EXERCISE DIRECTIONS:
The lines from the start of the records below through the line containing "Target: stone church" are to be copied exactly, both ends included, with nothing added.

DATA EXCERPTS:

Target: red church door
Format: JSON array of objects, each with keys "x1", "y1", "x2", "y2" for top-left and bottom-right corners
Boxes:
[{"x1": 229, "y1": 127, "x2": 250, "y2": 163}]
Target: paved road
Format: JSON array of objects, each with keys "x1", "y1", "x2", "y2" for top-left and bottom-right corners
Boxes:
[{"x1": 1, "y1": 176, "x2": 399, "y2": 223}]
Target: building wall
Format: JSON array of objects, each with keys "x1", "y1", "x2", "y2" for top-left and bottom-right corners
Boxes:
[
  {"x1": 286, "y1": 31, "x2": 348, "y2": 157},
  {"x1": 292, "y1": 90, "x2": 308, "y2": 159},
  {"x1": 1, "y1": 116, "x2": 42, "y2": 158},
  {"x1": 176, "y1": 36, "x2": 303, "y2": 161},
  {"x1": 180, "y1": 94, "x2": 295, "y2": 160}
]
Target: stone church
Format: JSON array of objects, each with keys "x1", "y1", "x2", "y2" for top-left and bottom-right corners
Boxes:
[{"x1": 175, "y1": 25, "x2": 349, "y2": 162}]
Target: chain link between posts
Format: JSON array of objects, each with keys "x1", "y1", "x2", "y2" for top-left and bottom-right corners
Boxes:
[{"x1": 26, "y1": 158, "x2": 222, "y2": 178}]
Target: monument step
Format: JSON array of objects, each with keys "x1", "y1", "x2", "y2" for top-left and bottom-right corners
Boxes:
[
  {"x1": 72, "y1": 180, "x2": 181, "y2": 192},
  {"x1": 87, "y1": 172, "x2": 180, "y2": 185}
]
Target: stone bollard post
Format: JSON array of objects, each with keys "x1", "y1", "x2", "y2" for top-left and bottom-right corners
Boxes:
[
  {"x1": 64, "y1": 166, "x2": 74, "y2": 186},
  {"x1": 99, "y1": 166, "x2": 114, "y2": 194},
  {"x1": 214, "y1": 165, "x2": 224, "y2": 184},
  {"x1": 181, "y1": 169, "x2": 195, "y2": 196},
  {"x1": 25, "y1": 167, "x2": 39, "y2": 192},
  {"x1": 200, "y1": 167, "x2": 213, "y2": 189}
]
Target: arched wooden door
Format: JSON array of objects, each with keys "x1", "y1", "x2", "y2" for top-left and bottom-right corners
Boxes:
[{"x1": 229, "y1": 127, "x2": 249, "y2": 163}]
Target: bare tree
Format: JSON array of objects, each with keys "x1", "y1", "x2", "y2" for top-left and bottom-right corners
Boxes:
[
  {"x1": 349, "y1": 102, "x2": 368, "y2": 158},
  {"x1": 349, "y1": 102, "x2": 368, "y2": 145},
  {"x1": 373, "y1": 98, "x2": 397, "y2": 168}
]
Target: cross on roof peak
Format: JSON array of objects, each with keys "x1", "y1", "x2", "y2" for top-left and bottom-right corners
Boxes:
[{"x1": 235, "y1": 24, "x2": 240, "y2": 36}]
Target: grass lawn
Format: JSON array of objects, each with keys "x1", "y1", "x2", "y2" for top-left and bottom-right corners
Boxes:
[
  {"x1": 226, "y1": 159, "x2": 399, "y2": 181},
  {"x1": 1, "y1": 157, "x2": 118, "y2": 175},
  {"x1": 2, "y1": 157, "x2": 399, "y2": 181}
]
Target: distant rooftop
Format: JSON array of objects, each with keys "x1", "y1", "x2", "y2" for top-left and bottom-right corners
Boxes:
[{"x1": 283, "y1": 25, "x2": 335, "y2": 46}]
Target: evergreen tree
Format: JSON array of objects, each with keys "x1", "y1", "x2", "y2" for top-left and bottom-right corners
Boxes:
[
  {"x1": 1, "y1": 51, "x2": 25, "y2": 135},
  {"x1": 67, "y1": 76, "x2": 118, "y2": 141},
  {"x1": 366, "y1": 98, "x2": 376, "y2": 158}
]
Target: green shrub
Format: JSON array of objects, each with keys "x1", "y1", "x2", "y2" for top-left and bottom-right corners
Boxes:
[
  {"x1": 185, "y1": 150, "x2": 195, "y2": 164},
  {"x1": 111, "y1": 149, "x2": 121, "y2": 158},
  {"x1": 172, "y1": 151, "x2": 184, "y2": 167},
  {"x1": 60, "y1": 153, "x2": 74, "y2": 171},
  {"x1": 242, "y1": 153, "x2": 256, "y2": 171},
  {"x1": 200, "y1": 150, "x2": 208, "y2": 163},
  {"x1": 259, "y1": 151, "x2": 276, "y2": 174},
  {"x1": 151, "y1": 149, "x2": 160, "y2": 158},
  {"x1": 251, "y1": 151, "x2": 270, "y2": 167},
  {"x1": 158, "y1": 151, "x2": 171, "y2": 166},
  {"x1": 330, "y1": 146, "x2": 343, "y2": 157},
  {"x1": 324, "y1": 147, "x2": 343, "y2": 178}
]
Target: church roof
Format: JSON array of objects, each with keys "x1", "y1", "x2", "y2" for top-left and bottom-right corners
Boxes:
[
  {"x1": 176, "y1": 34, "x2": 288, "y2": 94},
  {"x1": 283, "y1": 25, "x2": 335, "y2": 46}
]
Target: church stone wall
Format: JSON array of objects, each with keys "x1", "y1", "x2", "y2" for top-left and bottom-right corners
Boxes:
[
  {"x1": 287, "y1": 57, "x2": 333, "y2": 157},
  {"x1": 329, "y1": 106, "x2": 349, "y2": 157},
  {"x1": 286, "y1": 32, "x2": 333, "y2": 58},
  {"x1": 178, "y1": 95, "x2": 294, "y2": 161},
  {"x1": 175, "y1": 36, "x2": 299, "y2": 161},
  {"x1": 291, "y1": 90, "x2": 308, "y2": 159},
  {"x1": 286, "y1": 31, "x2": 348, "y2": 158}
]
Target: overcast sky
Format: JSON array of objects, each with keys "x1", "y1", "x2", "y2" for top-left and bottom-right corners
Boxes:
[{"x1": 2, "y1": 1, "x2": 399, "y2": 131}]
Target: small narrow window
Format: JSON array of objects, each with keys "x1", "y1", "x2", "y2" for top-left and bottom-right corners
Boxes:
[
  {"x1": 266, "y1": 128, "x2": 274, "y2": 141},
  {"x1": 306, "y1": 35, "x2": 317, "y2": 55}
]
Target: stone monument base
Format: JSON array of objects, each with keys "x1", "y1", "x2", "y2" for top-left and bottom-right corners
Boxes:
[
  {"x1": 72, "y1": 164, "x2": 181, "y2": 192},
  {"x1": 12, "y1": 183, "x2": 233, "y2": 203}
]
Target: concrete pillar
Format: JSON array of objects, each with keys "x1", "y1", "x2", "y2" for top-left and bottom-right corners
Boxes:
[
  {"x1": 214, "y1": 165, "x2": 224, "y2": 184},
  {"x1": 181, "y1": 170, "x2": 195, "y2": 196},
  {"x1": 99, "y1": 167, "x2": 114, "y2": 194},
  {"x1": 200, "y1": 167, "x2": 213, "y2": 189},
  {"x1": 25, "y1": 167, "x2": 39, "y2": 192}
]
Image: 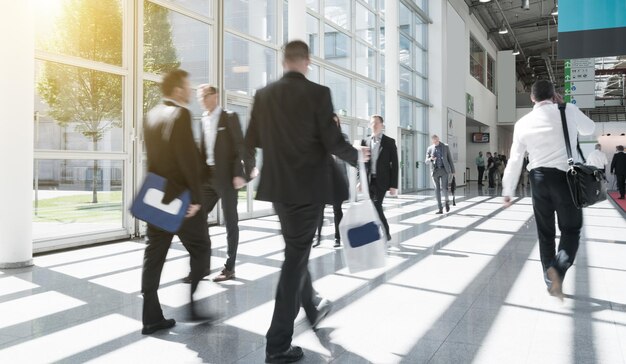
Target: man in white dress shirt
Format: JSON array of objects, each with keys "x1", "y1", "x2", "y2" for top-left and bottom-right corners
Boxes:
[
  {"x1": 586, "y1": 143, "x2": 609, "y2": 172},
  {"x1": 501, "y1": 80, "x2": 595, "y2": 299},
  {"x1": 182, "y1": 85, "x2": 253, "y2": 284}
]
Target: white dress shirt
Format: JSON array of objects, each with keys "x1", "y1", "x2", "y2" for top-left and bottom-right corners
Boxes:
[
  {"x1": 502, "y1": 101, "x2": 595, "y2": 197},
  {"x1": 370, "y1": 133, "x2": 382, "y2": 175},
  {"x1": 586, "y1": 149, "x2": 609, "y2": 169},
  {"x1": 201, "y1": 105, "x2": 222, "y2": 166}
]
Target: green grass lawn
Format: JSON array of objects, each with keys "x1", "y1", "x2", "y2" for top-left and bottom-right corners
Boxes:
[{"x1": 33, "y1": 191, "x2": 123, "y2": 223}]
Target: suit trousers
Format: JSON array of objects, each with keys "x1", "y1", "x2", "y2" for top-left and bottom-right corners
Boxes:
[
  {"x1": 432, "y1": 167, "x2": 449, "y2": 210},
  {"x1": 617, "y1": 174, "x2": 626, "y2": 198},
  {"x1": 203, "y1": 178, "x2": 239, "y2": 271},
  {"x1": 529, "y1": 168, "x2": 582, "y2": 279},
  {"x1": 488, "y1": 168, "x2": 496, "y2": 188},
  {"x1": 316, "y1": 201, "x2": 344, "y2": 241},
  {"x1": 266, "y1": 203, "x2": 324, "y2": 354},
  {"x1": 369, "y1": 177, "x2": 390, "y2": 239},
  {"x1": 477, "y1": 166, "x2": 485, "y2": 184},
  {"x1": 141, "y1": 212, "x2": 210, "y2": 325}
]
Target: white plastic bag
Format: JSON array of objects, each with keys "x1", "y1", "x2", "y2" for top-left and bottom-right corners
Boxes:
[{"x1": 338, "y1": 159, "x2": 387, "y2": 273}]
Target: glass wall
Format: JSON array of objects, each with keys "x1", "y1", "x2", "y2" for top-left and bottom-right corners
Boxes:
[
  {"x1": 33, "y1": 0, "x2": 217, "y2": 248},
  {"x1": 30, "y1": 0, "x2": 434, "y2": 247},
  {"x1": 307, "y1": 0, "x2": 385, "y2": 141},
  {"x1": 398, "y1": 0, "x2": 429, "y2": 192}
]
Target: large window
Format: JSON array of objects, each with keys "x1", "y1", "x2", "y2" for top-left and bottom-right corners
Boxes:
[
  {"x1": 398, "y1": 0, "x2": 428, "y2": 102},
  {"x1": 225, "y1": 0, "x2": 277, "y2": 43},
  {"x1": 33, "y1": 0, "x2": 218, "y2": 248},
  {"x1": 224, "y1": 33, "x2": 278, "y2": 96},
  {"x1": 324, "y1": 24, "x2": 351, "y2": 68},
  {"x1": 325, "y1": 70, "x2": 351, "y2": 116},
  {"x1": 470, "y1": 35, "x2": 485, "y2": 85},
  {"x1": 487, "y1": 54, "x2": 496, "y2": 93}
]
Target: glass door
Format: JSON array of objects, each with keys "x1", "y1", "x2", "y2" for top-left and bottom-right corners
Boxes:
[
  {"x1": 417, "y1": 132, "x2": 430, "y2": 189},
  {"x1": 226, "y1": 94, "x2": 274, "y2": 219},
  {"x1": 400, "y1": 128, "x2": 418, "y2": 193}
]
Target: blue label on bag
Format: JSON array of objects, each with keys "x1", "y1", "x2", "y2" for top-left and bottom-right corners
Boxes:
[{"x1": 347, "y1": 222, "x2": 381, "y2": 248}]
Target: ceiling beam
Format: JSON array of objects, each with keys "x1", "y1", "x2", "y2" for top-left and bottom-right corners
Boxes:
[{"x1": 487, "y1": 16, "x2": 556, "y2": 33}]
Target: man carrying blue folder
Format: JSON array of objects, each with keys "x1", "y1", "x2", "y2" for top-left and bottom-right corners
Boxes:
[{"x1": 141, "y1": 69, "x2": 211, "y2": 334}]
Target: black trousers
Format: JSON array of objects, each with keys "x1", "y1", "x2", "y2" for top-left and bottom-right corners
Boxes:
[
  {"x1": 316, "y1": 201, "x2": 344, "y2": 241},
  {"x1": 488, "y1": 168, "x2": 496, "y2": 188},
  {"x1": 203, "y1": 178, "x2": 239, "y2": 271},
  {"x1": 141, "y1": 211, "x2": 210, "y2": 325},
  {"x1": 266, "y1": 203, "x2": 323, "y2": 354},
  {"x1": 477, "y1": 166, "x2": 485, "y2": 184},
  {"x1": 369, "y1": 177, "x2": 390, "y2": 239},
  {"x1": 617, "y1": 174, "x2": 626, "y2": 198},
  {"x1": 529, "y1": 168, "x2": 582, "y2": 279}
]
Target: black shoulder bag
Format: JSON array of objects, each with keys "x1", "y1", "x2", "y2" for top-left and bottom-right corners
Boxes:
[{"x1": 558, "y1": 103, "x2": 607, "y2": 208}]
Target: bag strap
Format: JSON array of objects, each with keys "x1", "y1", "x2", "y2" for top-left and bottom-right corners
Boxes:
[
  {"x1": 348, "y1": 159, "x2": 372, "y2": 204},
  {"x1": 576, "y1": 140, "x2": 587, "y2": 163},
  {"x1": 558, "y1": 103, "x2": 575, "y2": 167}
]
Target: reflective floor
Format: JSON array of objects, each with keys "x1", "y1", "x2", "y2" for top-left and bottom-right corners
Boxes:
[{"x1": 2, "y1": 186, "x2": 626, "y2": 363}]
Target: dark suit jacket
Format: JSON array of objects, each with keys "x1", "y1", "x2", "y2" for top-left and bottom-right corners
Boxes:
[
  {"x1": 200, "y1": 109, "x2": 249, "y2": 189},
  {"x1": 244, "y1": 71, "x2": 358, "y2": 204},
  {"x1": 611, "y1": 152, "x2": 626, "y2": 175},
  {"x1": 425, "y1": 142, "x2": 455, "y2": 175},
  {"x1": 144, "y1": 100, "x2": 203, "y2": 204},
  {"x1": 361, "y1": 134, "x2": 399, "y2": 191}
]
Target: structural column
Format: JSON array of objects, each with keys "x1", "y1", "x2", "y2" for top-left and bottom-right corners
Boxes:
[
  {"x1": 0, "y1": 1, "x2": 34, "y2": 268},
  {"x1": 384, "y1": 0, "x2": 400, "y2": 141}
]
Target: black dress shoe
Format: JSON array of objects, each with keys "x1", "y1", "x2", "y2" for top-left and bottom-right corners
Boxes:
[
  {"x1": 445, "y1": 203, "x2": 450, "y2": 212},
  {"x1": 310, "y1": 299, "x2": 332, "y2": 330},
  {"x1": 436, "y1": 209, "x2": 443, "y2": 214},
  {"x1": 265, "y1": 346, "x2": 304, "y2": 363},
  {"x1": 142, "y1": 318, "x2": 175, "y2": 335},
  {"x1": 182, "y1": 268, "x2": 212, "y2": 284}
]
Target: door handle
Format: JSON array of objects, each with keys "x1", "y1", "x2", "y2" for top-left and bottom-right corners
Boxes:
[{"x1": 415, "y1": 161, "x2": 419, "y2": 169}]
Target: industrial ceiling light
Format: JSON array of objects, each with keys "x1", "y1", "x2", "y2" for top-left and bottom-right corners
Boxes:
[
  {"x1": 512, "y1": 48, "x2": 520, "y2": 56},
  {"x1": 479, "y1": 0, "x2": 492, "y2": 3},
  {"x1": 499, "y1": 22, "x2": 508, "y2": 34},
  {"x1": 521, "y1": 0, "x2": 530, "y2": 10},
  {"x1": 551, "y1": 4, "x2": 558, "y2": 15}
]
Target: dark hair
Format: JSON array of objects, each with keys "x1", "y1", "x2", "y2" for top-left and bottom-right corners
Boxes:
[
  {"x1": 618, "y1": 145, "x2": 625, "y2": 152},
  {"x1": 283, "y1": 40, "x2": 310, "y2": 62},
  {"x1": 371, "y1": 114, "x2": 384, "y2": 124},
  {"x1": 161, "y1": 69, "x2": 189, "y2": 96},
  {"x1": 531, "y1": 79, "x2": 555, "y2": 102}
]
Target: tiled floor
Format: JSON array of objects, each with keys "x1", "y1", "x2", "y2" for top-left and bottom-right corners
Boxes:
[{"x1": 1, "y1": 186, "x2": 626, "y2": 363}]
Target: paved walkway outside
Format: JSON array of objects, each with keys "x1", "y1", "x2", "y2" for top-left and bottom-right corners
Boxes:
[{"x1": 1, "y1": 186, "x2": 625, "y2": 363}]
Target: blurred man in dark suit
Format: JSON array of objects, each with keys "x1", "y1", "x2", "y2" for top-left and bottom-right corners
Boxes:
[
  {"x1": 611, "y1": 145, "x2": 626, "y2": 199},
  {"x1": 182, "y1": 84, "x2": 252, "y2": 284},
  {"x1": 141, "y1": 69, "x2": 210, "y2": 335},
  {"x1": 361, "y1": 115, "x2": 399, "y2": 241},
  {"x1": 245, "y1": 40, "x2": 369, "y2": 363}
]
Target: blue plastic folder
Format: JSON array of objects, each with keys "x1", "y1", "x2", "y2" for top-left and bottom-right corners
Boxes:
[
  {"x1": 347, "y1": 222, "x2": 381, "y2": 248},
  {"x1": 130, "y1": 173, "x2": 191, "y2": 233}
]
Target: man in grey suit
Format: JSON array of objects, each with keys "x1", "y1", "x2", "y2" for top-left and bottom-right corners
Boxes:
[{"x1": 425, "y1": 134, "x2": 455, "y2": 214}]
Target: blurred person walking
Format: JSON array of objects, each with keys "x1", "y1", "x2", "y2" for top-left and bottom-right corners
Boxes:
[
  {"x1": 502, "y1": 80, "x2": 595, "y2": 298},
  {"x1": 362, "y1": 115, "x2": 399, "y2": 240},
  {"x1": 586, "y1": 143, "x2": 608, "y2": 173},
  {"x1": 182, "y1": 84, "x2": 252, "y2": 284},
  {"x1": 475, "y1": 151, "x2": 485, "y2": 186},
  {"x1": 611, "y1": 145, "x2": 626, "y2": 199},
  {"x1": 244, "y1": 40, "x2": 369, "y2": 363},
  {"x1": 426, "y1": 135, "x2": 455, "y2": 214},
  {"x1": 141, "y1": 69, "x2": 212, "y2": 335}
]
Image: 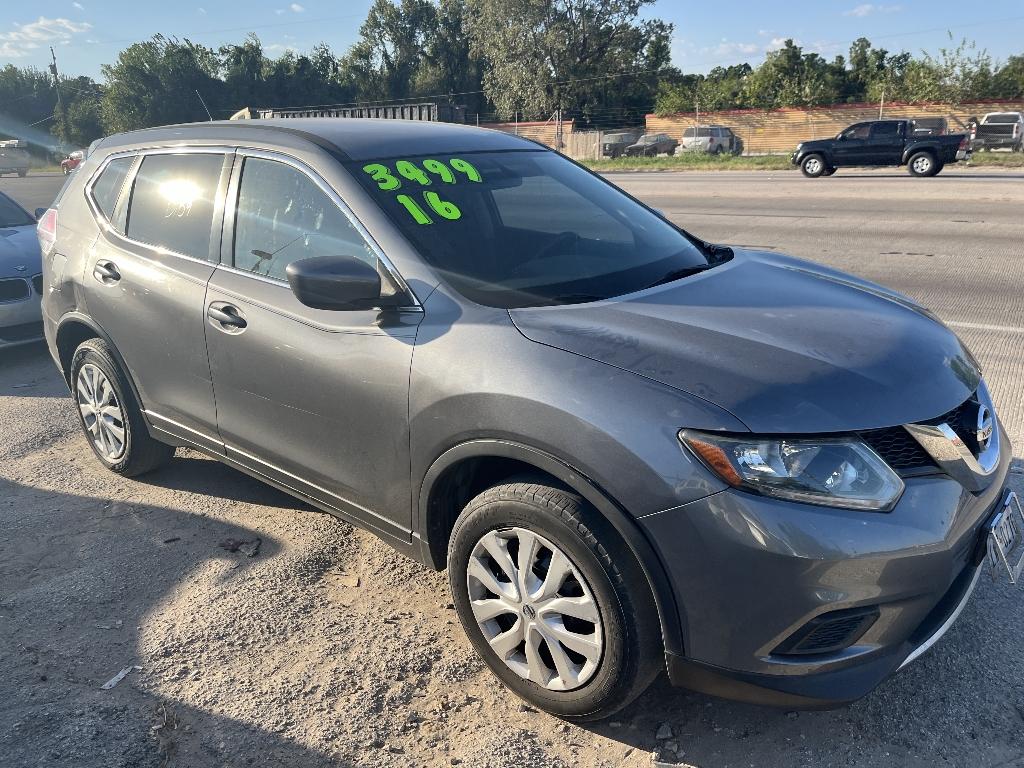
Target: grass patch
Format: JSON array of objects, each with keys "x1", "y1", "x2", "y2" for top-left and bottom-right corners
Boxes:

WORKED SOLUTION:
Target: red church door
Format: JSON array of objects, each with keys "x1", "y1", "x2", "y2" for top-left and bottom-right corners
Boxes:
[{"x1": 229, "y1": 127, "x2": 250, "y2": 163}]
Target: paved road
Format: JSON array of objects, each with keys "x1", "y1", "x2", "y2" for top-left and bottom-right corners
Boxes:
[{"x1": 1, "y1": 176, "x2": 399, "y2": 223}]
Target: building wall
Format: JSON array of objects, each with keys "x1", "y1", "x2", "y2" for top-left and bottom-right corners
Boxes:
[
  {"x1": 286, "y1": 31, "x2": 348, "y2": 157},
  {"x1": 292, "y1": 90, "x2": 308, "y2": 159},
  {"x1": 1, "y1": 116, "x2": 42, "y2": 158},
  {"x1": 176, "y1": 36, "x2": 303, "y2": 161},
  {"x1": 180, "y1": 94, "x2": 295, "y2": 160}
]
Target: stone church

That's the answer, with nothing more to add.